§ RECORD EXTRACTS:
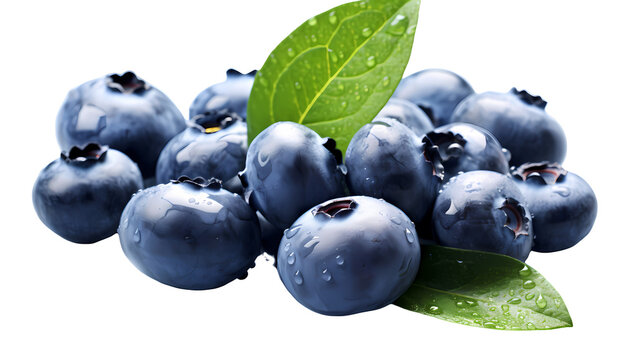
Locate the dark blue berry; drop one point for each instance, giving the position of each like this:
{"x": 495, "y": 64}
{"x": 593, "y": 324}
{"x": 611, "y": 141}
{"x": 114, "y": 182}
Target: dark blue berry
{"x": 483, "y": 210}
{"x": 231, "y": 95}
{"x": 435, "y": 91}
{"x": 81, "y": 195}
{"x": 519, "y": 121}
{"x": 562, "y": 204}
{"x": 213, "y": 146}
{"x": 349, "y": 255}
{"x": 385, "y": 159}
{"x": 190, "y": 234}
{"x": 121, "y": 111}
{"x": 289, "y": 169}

---

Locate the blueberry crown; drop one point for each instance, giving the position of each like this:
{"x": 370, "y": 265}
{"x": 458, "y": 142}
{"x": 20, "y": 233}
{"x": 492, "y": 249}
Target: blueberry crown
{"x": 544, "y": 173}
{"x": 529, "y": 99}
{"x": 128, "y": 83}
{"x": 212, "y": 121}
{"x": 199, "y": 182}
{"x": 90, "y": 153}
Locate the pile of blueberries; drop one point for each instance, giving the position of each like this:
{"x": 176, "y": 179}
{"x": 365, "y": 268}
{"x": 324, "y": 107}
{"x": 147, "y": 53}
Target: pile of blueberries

§ ASSIGNMENT: Your answer should be all lines from the data that contain "each".

§ THE ANSWER:
Locate the dark blue berry; drop one point for each instance, giving the position of each like this:
Locate the blueberry crown; drop one point for each instance, giving the position of each like this:
Locate the pile of blueberries; drop one point for each instance, giving the position of each like this:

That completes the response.